◆ **Required action**:
Look for the word "green" in the records, and copy each line where it appears.

Stored data entries:
================================
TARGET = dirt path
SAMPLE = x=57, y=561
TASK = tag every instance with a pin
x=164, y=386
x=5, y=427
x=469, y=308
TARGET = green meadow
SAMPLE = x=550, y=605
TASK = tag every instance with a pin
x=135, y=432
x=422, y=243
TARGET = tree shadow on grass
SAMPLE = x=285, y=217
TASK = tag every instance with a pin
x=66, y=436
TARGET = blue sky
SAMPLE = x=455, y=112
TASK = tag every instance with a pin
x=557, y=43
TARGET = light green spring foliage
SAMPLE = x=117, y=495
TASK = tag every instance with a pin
================================
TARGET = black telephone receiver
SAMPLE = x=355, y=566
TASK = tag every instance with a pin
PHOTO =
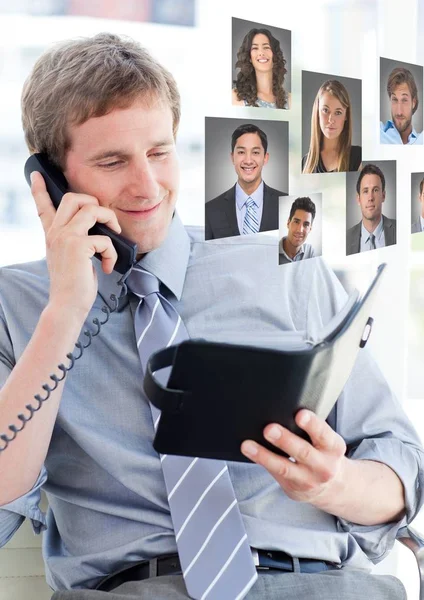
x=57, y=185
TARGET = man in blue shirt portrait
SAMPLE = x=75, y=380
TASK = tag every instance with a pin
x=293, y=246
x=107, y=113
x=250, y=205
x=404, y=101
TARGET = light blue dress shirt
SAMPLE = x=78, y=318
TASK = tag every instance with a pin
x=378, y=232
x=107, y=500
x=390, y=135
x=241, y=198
================================
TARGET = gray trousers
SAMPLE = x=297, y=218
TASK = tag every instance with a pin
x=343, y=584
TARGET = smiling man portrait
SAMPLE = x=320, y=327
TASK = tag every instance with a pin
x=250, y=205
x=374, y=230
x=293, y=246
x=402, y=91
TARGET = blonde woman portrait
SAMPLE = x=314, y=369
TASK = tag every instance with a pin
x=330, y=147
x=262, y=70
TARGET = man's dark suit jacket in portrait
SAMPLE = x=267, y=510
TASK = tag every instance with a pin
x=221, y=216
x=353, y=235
================================
◆ **Solution for this task**:
TARGET = green meadow
TARGET = light green spring foliage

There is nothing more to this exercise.